§ **EXTRACTED TEXT**
-------
The European Commission will be able to raise €750bn from financial markets which will be supplementary to its next seven-year budget and is to be split almost down the middle with non-repayable grants comprising €390bn of the package while loans make up €360bn. The monies will mostly be doled out over the next two years but only upon European Commission approval of a "recovery and resilience" plan, the terms around which do provide scope for financial and structural economic reforms to be imposed on members, among other things.

Above: Euro-to-Dollar rate shown at weekly intervals with Fibonacci retracements of 2018 fall. 

It's not clear what these and other aspects of the deal mean for EU politics beyond the short-term, much less in the next electoral cycle, but they've provided a backstop for financially challenged members while decisively quelling market concerns about a breakup scenario building. When set against July's increasingly negative Dollar backdrop, Tuesday's landmark agreement has helped to fundamentally turn the EUR/USD table over. 

The Dollar had entered the Wednesday session on its front foot amid increasing tensions between China, the U.S. and others in the world but it quickly succumbed to a fresh wave of selling as investors penalised the U.S. currency for an anticipated slower economic recovery, from a lower starting point and after a dire first quarter, as well as reports suggesting the fiscal policy rug will be pulled out from underneath households in August when the paycheck protection programme expires with the July month. 

"EURUSD Traders continued to fade 1.1450-70s resistance in the aftermath of an overhyped EU recovery fund deal, but technical breakdowns for the USD against the risk currencies (AUD, CAD, GBP), which were already underway in overnight trade, proved the more dominant force going into the 9amET hour. Spot silver prices then absolutely exploded higher over the next 60mins in a panicky move that saw the EURUSD faders throw in the towel and join the sell-USD party," says Eric Bregar, head of FX strategy at Exchange Bank of Canada. "We’ve witnessed an increased number of instances over the last few months where extreme price movement in the precious metals complex has led broader USD price action on a short-term basis, and so we think this dynamic warrants even closer attention now gold and silver prices are breaking out."

Above: Euro-to-Dollar rate shown at weekly intervals alongside Dollar Index.
-------
§ **SUPPLIED MATERIAL**
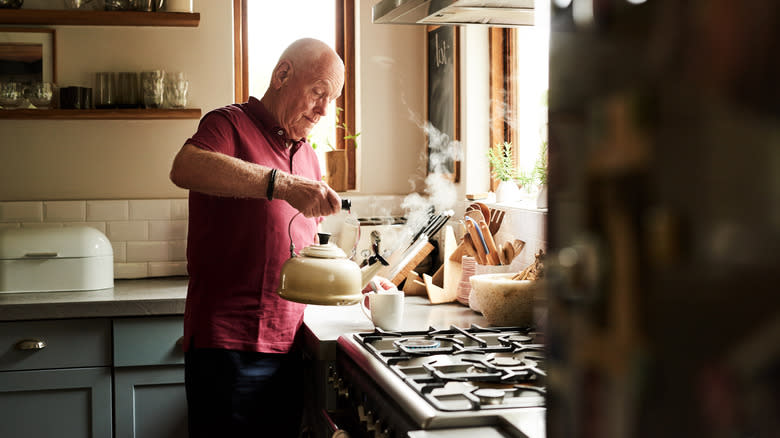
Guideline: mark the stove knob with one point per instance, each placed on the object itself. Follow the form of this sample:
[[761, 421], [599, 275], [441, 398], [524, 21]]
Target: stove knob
[[331, 374], [341, 388], [370, 420], [380, 431]]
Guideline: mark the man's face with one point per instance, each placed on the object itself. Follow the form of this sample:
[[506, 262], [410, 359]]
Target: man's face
[[306, 97]]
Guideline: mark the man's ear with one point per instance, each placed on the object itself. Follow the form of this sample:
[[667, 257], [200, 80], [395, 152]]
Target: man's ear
[[282, 74]]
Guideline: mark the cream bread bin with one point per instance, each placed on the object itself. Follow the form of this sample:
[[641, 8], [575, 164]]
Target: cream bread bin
[[54, 259]]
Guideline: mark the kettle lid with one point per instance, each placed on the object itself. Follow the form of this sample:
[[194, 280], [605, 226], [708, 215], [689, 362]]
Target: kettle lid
[[323, 250]]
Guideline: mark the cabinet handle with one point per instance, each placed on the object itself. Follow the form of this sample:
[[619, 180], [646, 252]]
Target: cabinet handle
[[41, 255], [31, 344]]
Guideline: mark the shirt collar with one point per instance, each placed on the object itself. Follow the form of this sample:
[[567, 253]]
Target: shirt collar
[[259, 112]]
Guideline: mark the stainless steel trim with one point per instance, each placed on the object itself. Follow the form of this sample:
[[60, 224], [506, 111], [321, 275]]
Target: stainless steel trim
[[501, 13]]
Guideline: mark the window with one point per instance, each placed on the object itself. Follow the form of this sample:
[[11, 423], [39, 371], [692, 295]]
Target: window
[[262, 30], [519, 72]]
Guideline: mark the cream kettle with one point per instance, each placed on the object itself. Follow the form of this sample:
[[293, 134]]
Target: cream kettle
[[322, 274]]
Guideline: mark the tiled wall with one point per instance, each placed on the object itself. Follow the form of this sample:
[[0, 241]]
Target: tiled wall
[[149, 236]]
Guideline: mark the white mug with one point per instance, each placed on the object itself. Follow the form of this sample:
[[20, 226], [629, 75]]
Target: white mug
[[386, 309]]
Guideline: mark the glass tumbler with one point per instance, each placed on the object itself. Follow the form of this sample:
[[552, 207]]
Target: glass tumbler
[[41, 94], [176, 88], [152, 88], [105, 90], [127, 90]]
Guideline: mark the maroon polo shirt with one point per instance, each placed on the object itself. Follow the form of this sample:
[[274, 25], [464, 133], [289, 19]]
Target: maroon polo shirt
[[236, 247]]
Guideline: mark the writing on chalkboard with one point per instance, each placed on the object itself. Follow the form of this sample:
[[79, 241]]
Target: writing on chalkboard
[[440, 51]]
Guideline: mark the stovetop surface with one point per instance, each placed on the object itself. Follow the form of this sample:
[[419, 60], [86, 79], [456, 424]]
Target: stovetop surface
[[465, 369]]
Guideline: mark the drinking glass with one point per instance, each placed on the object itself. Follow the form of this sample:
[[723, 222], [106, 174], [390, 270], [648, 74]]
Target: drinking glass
[[152, 86], [41, 94], [176, 88], [105, 90], [127, 90]]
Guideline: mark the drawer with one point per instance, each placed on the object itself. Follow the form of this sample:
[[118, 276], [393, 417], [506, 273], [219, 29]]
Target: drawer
[[66, 343], [148, 341]]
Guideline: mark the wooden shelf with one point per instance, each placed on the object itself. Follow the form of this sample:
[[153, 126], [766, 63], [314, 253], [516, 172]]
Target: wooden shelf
[[100, 114], [70, 17]]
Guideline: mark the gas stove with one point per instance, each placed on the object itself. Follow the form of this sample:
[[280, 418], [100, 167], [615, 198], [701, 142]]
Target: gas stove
[[397, 382]]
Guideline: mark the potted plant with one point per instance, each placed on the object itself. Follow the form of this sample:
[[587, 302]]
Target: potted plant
[[336, 159], [503, 169]]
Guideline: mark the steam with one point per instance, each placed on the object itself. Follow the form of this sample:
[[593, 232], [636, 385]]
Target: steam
[[440, 193]]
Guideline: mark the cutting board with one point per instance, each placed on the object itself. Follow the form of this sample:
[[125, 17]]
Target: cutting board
[[452, 273]]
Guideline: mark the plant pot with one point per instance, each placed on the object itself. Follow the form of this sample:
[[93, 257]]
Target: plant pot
[[336, 169], [507, 191]]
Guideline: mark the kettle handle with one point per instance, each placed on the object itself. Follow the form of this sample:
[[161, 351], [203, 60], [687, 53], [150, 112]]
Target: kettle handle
[[366, 310]]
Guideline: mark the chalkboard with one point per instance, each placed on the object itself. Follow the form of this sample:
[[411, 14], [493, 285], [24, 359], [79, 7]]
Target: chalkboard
[[442, 102]]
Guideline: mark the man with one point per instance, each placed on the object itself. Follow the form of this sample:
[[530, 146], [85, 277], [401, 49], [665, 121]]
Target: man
[[249, 172]]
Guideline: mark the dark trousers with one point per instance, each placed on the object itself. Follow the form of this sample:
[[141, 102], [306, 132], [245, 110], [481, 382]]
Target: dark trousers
[[243, 394]]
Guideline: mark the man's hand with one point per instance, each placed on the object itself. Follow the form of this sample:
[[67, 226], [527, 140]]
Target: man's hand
[[312, 198]]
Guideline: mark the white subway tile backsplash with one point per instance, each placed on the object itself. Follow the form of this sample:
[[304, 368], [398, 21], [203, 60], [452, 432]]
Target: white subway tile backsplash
[[64, 211], [156, 251], [128, 230], [150, 209], [148, 236], [168, 230], [166, 269], [180, 208], [177, 250], [131, 270], [120, 251], [100, 226], [21, 211], [40, 224], [108, 210]]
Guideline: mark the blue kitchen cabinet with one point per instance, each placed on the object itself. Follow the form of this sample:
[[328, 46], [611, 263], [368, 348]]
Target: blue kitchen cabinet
[[92, 377], [55, 379], [150, 400]]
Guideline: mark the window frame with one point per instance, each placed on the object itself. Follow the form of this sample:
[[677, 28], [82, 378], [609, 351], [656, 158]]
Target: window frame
[[503, 101], [345, 47]]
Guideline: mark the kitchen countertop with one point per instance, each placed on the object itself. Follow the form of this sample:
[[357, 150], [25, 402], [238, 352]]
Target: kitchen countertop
[[166, 296], [143, 297], [324, 324]]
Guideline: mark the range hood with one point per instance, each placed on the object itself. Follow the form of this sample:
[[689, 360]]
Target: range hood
[[499, 13]]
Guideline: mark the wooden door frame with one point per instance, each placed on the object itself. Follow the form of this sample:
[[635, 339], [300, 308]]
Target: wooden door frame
[[345, 47]]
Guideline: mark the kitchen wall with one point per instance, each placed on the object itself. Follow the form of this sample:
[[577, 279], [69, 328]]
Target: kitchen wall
[[70, 164], [130, 159]]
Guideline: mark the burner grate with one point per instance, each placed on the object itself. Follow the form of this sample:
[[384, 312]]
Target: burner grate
[[458, 369]]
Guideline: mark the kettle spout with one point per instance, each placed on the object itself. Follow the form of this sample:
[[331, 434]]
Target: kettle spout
[[368, 272]]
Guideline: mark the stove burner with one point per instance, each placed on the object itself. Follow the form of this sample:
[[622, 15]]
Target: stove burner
[[507, 362], [519, 338], [421, 344], [490, 396]]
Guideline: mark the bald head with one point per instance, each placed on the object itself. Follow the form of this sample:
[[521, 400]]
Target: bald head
[[308, 53], [307, 77]]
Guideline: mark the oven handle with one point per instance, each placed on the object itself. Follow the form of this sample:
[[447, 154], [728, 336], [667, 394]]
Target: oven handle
[[337, 433]]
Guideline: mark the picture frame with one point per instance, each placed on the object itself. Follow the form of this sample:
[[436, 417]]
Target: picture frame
[[27, 55], [443, 101]]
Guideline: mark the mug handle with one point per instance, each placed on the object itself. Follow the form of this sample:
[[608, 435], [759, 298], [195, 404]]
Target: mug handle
[[363, 307]]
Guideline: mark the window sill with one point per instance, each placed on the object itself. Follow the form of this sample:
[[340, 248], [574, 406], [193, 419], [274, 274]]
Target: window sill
[[527, 203]]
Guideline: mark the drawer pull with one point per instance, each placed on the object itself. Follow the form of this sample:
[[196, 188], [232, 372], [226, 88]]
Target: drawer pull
[[31, 344], [42, 255]]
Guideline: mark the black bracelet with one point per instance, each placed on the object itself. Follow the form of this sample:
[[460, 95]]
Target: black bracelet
[[271, 181]]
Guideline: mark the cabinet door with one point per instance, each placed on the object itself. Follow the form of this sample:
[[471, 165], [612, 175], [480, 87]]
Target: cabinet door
[[60, 403], [150, 402]]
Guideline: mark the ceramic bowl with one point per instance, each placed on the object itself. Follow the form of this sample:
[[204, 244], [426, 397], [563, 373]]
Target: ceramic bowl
[[506, 302]]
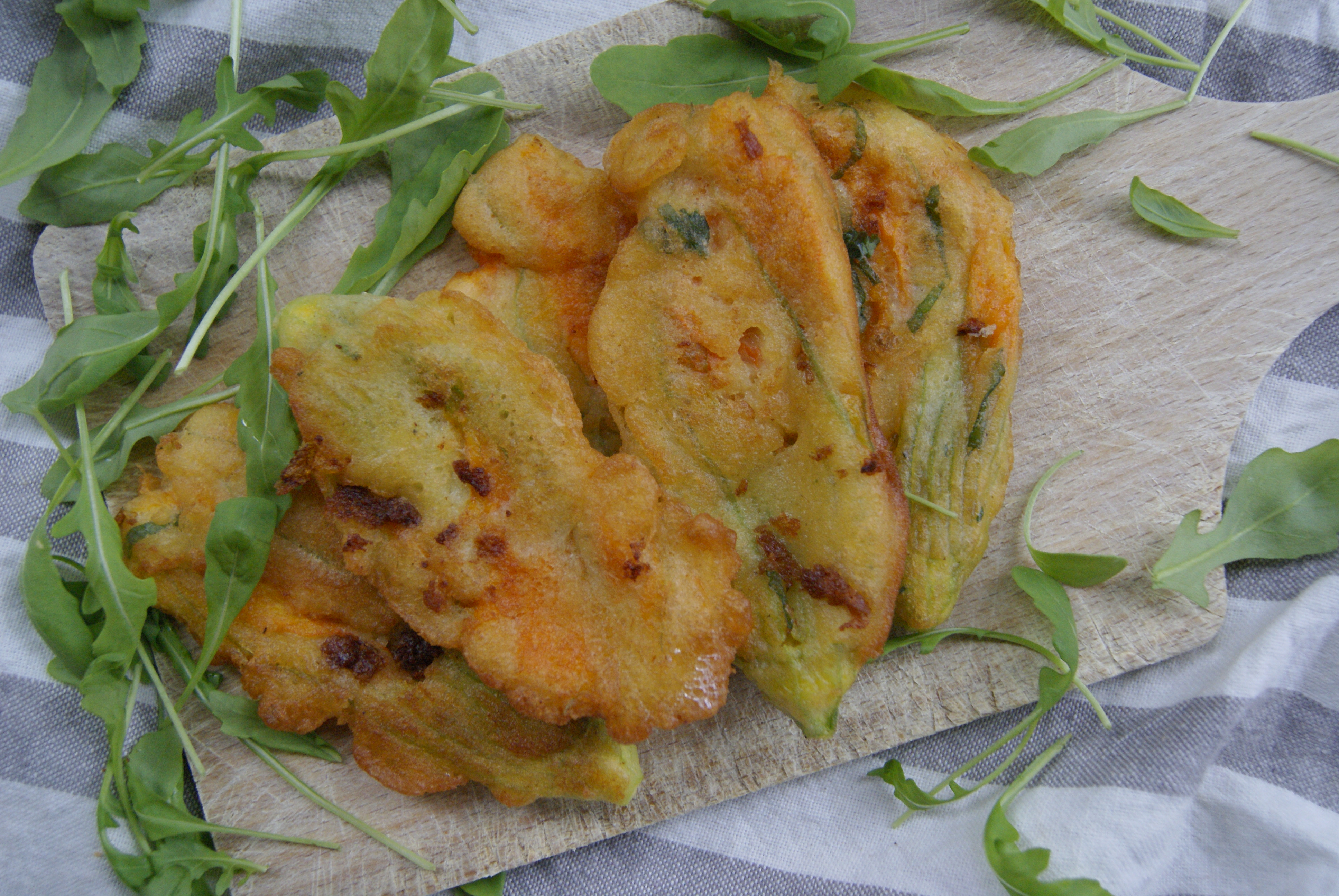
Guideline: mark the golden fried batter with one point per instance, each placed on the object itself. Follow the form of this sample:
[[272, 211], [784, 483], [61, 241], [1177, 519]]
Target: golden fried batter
[[316, 642], [932, 254], [728, 342], [456, 458], [544, 228]]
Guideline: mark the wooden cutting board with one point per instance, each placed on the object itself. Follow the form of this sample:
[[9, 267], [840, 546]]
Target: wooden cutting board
[[1141, 349]]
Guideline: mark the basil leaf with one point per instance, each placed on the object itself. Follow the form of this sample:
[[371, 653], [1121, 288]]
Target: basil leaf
[[53, 610], [811, 29], [65, 105], [1074, 570], [428, 170], [84, 357], [1285, 505], [485, 886], [1035, 147], [1173, 215], [114, 45], [1017, 870]]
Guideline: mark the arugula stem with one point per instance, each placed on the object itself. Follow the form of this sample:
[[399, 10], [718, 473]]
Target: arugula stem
[[55, 440], [1135, 30], [303, 788], [1297, 145], [118, 768], [1213, 50], [315, 193], [1092, 700], [903, 45], [460, 17], [67, 305], [196, 765], [927, 503], [377, 140]]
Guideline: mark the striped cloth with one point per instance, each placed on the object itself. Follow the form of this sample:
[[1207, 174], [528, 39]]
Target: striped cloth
[[1222, 775]]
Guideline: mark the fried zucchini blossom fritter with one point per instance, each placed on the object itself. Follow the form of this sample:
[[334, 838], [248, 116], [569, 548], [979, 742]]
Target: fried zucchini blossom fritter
[[316, 642], [728, 342], [543, 228], [453, 460], [938, 283]]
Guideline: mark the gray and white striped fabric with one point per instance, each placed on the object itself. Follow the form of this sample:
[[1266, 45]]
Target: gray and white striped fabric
[[1222, 775]]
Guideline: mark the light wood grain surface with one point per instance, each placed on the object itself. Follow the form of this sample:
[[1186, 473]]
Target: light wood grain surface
[[1141, 349]]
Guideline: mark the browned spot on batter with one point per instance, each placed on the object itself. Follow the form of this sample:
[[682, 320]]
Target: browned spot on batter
[[753, 149], [412, 653], [369, 508], [634, 568], [354, 654], [697, 357], [432, 401], [750, 346], [476, 477], [436, 597], [824, 583]]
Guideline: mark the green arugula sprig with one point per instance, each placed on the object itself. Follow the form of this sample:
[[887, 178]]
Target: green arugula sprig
[[1074, 570], [1297, 145], [1054, 681], [1035, 147], [1172, 215], [1285, 505]]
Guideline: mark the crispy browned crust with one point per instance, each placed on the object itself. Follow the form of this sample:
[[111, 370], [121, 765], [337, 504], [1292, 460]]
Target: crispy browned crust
[[318, 643], [567, 579], [726, 339], [939, 373]]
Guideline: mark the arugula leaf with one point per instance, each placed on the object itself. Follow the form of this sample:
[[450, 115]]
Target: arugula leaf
[[1035, 147], [934, 98], [1173, 215], [1018, 870], [811, 29], [413, 52], [157, 792], [121, 437], [95, 187], [266, 428], [1297, 145], [1285, 505], [65, 105], [702, 69], [428, 170], [54, 610], [113, 43], [1074, 570], [485, 886], [236, 550], [236, 713], [232, 112], [112, 292]]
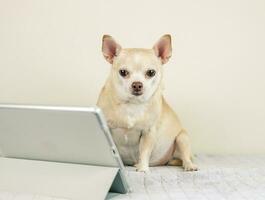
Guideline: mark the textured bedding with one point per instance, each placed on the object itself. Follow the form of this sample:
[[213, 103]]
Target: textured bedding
[[219, 177]]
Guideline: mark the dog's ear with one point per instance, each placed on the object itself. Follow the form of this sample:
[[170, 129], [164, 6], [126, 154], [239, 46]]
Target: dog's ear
[[110, 48], [163, 48]]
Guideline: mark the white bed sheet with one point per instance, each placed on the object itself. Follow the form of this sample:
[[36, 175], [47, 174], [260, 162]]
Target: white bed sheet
[[219, 177]]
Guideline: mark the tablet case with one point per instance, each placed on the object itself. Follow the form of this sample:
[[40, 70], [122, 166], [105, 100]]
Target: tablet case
[[80, 178]]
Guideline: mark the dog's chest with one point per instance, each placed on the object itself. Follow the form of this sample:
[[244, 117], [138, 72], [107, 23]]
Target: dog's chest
[[127, 142], [133, 114]]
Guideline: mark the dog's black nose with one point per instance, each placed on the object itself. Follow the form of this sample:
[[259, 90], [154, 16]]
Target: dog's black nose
[[137, 86]]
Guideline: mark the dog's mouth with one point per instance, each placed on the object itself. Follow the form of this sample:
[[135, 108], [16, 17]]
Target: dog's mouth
[[137, 93]]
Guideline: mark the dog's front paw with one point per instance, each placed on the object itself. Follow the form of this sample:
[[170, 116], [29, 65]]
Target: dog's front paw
[[111, 124], [189, 166], [142, 167]]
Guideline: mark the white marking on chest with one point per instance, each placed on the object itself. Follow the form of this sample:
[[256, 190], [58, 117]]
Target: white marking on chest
[[133, 112]]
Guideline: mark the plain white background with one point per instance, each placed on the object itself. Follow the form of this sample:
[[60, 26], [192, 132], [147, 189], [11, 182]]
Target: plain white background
[[50, 53]]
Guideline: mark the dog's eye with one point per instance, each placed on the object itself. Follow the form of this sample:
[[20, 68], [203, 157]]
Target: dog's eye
[[150, 73], [124, 72]]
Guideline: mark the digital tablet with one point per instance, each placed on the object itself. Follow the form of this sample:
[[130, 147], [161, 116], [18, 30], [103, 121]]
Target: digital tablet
[[77, 135]]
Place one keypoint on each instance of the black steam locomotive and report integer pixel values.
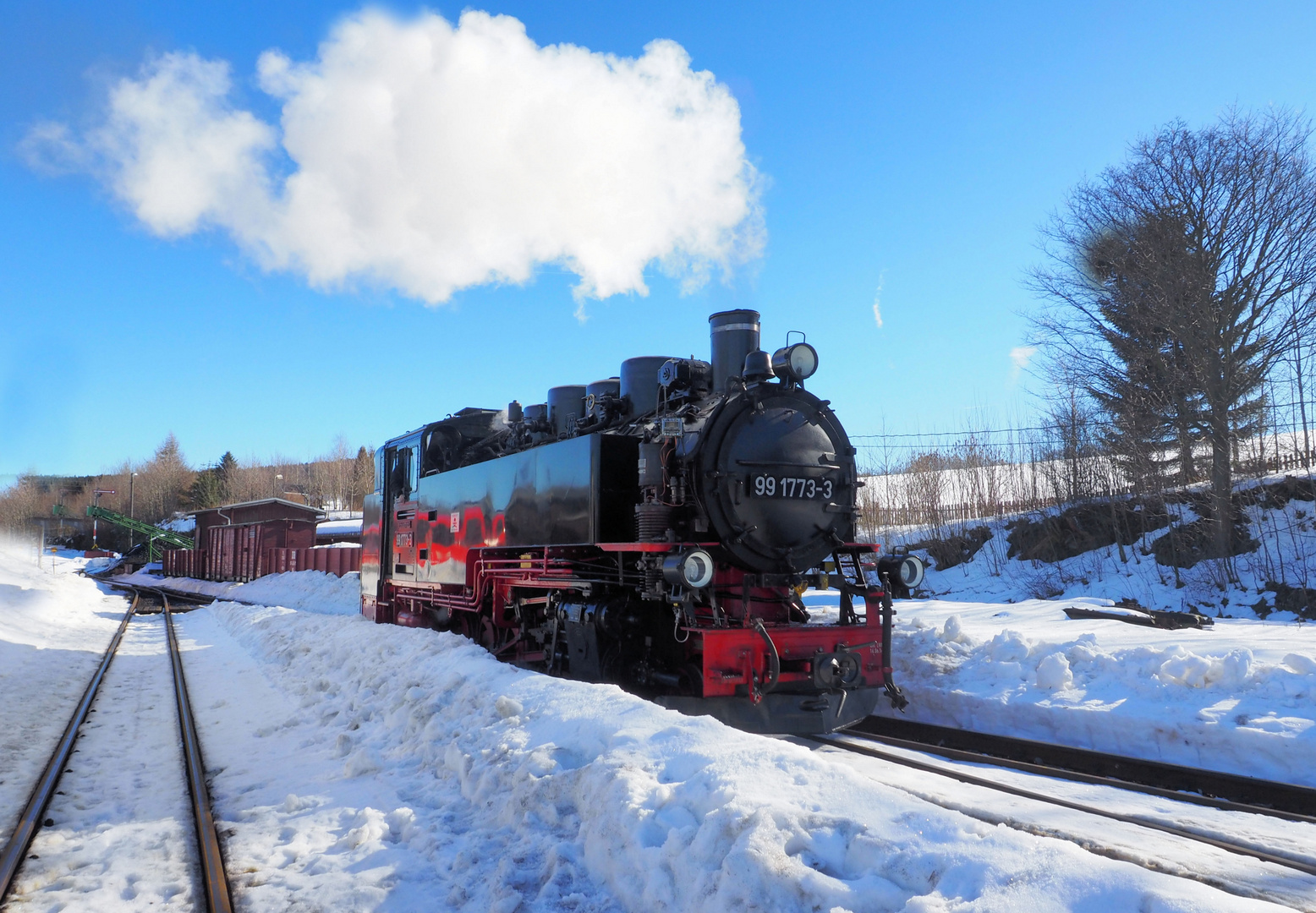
(655, 530)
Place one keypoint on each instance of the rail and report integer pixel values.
(16, 849)
(215, 886)
(1306, 866)
(1190, 785)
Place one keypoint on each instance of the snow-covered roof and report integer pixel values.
(263, 500)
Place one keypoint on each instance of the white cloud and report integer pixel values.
(432, 158)
(1020, 357)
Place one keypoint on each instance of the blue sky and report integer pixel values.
(908, 151)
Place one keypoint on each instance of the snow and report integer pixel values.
(54, 628)
(314, 591)
(111, 844)
(359, 766)
(1238, 697)
(489, 787)
(179, 522)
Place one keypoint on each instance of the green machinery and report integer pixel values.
(156, 537)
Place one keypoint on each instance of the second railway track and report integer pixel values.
(212, 892)
(951, 763)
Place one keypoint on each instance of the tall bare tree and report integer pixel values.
(1224, 228)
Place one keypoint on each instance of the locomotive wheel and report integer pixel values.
(693, 681)
(610, 664)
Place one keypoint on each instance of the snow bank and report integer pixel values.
(537, 785)
(1240, 697)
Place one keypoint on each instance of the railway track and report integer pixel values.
(215, 887)
(930, 740)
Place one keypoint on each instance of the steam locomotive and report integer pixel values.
(655, 529)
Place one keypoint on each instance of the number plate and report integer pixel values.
(790, 487)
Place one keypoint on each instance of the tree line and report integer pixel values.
(1179, 287)
(166, 484)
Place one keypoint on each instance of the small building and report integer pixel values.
(255, 512)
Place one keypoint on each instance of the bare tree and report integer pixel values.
(1224, 228)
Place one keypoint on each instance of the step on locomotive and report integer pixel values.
(657, 530)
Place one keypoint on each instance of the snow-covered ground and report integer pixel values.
(296, 589)
(357, 766)
(120, 829)
(1237, 697)
(1286, 551)
(54, 628)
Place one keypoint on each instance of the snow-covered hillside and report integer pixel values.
(1280, 520)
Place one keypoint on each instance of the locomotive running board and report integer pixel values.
(782, 713)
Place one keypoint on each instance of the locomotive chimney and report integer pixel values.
(735, 335)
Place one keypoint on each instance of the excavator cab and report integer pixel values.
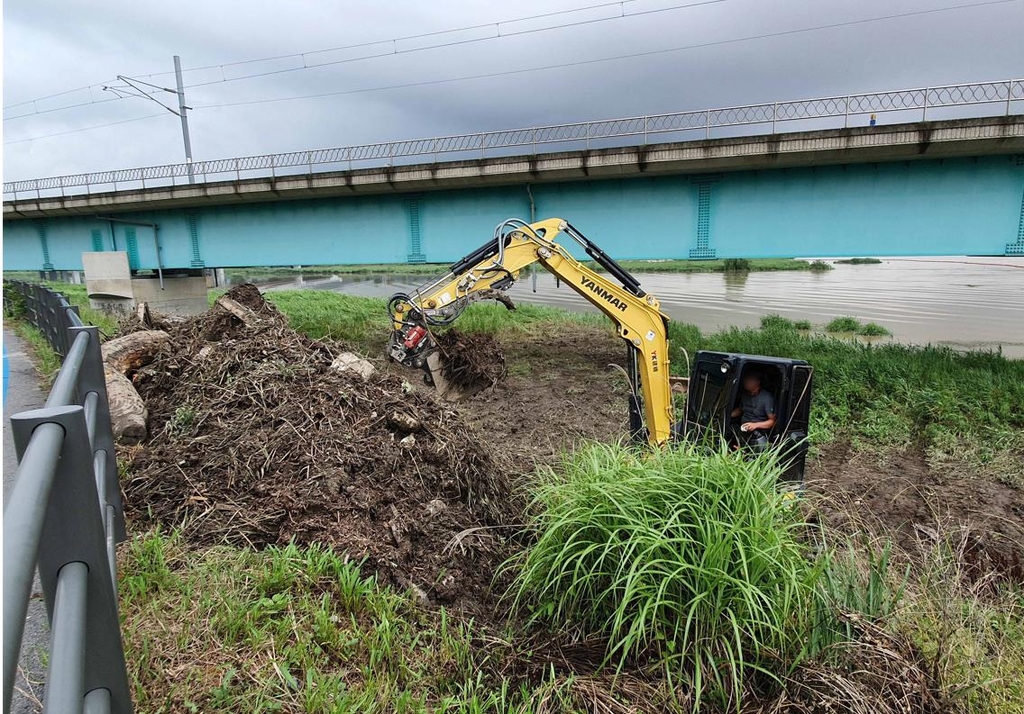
-------
§ **LIST OF TASKS**
- 1) Output the EU recovery fund article from "The European Commission" to "among other things.".
- 2) Please write the next part of the EU recovery fund article, picking up after its last sentence.
The records come from a separate source.

§ **TASK-BY-TASK ANSWERS**
- 1)
The European Commission will be able to raise €750bn from financial markets which will be supplementary to its next seven-year budget and is to be split almost down the middle with non-repayable grants comprising €390bn of the package while loans make up €360bn. The monies will mostly be doled out over the next two years but only upon European Commission approval of a "recovery and resilience" plan, the terms around which do provide scope for financial and structural economic reforms to be imposed on members, among other things.

- 2)
The once runaway Dollar has been steamrolled by the Federal Reserve since March while comparatively greater economic damage, the slower recovery and uncertainty over if Washington lawmakers will get their act together in time to avoid pulling the rug from under the feet of voters in an election year have set a cat among pigeons. Dollar woes are compounded by President Donald Trump's flagging performance in pre-election polls, which risks condemning the economy to a Democractic Party presidency in which rising taxes, increased public spending and 'Corbynista' style politics are the order of the day. The most widely publicised polls never gave the incumbent any chance in 2016 either.

These are all supportive factors for the Euro-to-Dollar rate although explosive gains in silver prices are also an increasingly positive influence on the single currency. Silver offers investors the best of both worlds in that it's a precious metal which also has industrial uses so can benefit from safe-haven demand as well as the nascent global economic recovery. That's thought to have begun in May after economies reached their respective nadirs in the prior month. 

"Bond yields have little to no room to move higher, even as the global recovery starts to unfold. This means real yields are continuing to fall. Historically, precious metals have done well during periods of falling real yields. In addition, silver is cheaper compared to gold, with the gold/silver ratio still at very elevated levels. The catalyst of the recent rally, however, seems to be the fact that the world is aiming for a ‘green’ recovery, with a significant part of the stimulus assigned to environmentally friendly measures," says Jeroen Blokland, a multi-asset portfolio manager at Robeco, a buy-side investment firm with €171bn (£151bn) of assets under management in 2019.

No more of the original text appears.